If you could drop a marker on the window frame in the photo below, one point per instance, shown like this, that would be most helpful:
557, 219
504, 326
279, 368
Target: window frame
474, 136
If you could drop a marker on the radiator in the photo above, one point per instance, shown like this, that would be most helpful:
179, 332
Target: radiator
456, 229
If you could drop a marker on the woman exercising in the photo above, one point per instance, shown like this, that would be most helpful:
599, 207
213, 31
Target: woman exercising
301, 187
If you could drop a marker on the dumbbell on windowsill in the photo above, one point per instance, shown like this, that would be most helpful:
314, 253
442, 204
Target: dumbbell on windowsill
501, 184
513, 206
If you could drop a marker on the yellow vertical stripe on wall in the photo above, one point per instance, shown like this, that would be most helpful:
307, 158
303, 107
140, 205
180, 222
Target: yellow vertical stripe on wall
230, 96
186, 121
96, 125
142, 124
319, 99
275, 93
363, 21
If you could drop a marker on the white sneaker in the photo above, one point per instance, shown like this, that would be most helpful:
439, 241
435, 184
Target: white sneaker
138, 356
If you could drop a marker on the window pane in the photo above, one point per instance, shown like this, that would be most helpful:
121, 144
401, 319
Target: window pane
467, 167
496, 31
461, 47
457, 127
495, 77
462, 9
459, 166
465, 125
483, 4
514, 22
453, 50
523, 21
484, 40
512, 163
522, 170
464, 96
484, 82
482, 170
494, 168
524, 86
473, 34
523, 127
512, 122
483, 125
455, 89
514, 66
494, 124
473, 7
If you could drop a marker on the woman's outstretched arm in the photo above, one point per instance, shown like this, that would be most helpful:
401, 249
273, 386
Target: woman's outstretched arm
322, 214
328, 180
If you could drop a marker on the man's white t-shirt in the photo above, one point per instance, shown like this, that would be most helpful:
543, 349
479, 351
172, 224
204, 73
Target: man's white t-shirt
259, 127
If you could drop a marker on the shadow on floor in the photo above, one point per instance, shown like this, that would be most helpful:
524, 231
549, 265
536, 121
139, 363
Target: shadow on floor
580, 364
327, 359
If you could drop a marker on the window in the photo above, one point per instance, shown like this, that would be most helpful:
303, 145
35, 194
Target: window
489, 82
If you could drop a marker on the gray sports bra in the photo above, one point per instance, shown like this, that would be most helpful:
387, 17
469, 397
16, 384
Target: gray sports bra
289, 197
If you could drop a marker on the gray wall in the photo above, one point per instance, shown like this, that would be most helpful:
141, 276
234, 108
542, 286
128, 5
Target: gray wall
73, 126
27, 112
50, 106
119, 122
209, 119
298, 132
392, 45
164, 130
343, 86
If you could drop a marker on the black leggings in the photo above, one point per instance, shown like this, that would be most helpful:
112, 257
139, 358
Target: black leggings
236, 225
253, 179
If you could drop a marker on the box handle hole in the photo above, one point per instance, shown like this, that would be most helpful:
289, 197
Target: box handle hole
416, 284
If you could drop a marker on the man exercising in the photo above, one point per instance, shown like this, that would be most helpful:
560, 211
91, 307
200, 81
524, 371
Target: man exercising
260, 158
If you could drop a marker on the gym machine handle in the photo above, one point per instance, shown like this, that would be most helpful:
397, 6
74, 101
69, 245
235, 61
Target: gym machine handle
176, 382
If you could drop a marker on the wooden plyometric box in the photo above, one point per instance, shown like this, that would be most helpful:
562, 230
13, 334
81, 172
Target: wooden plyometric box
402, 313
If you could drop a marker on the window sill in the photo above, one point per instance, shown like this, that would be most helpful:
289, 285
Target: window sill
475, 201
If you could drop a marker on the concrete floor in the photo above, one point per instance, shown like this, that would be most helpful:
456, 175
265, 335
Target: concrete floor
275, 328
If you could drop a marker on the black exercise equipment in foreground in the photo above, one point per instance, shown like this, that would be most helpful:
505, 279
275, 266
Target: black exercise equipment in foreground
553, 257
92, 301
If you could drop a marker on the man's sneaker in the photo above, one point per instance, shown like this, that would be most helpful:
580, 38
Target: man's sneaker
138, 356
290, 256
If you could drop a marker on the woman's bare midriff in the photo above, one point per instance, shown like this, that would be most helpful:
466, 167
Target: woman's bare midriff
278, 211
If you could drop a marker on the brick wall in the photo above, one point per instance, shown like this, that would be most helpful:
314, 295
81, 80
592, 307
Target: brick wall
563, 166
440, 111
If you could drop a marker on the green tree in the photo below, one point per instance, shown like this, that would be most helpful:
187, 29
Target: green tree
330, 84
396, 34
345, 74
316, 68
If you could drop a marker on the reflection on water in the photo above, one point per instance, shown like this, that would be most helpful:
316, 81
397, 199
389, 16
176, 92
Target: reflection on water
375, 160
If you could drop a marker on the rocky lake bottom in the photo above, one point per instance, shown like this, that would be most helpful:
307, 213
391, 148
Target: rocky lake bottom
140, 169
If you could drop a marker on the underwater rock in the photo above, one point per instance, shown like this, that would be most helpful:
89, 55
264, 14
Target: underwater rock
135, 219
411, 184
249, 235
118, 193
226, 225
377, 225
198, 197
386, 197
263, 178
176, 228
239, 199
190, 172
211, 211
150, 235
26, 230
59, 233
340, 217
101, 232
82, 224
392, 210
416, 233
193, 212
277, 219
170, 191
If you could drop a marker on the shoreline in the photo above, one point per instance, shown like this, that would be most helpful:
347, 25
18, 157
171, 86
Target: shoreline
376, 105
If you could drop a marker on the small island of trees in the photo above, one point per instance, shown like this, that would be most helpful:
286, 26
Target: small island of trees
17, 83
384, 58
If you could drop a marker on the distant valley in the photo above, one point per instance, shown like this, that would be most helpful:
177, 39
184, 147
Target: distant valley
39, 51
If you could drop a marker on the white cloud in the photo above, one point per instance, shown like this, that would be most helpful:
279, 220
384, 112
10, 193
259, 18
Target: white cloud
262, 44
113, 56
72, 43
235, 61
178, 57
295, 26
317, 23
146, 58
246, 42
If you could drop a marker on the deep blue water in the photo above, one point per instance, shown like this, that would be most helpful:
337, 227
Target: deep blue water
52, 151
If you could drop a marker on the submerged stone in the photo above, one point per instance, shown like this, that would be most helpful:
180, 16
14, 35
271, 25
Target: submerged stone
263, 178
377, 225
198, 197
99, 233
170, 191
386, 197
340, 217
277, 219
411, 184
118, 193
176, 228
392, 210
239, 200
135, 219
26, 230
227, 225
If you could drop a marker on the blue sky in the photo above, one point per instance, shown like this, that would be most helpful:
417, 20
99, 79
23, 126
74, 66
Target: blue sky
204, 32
——
#### What is needed:
Check each line of the entries for the string "below". Copy the lines that have it.

#### Solution:
If you could drop a marker on the window frame in the photo below, one point per instance, shown like this, that would be most helpful:
If you could drop a marker on the green tree in the photo below, one point per instance, shown like this, that would be most helpful:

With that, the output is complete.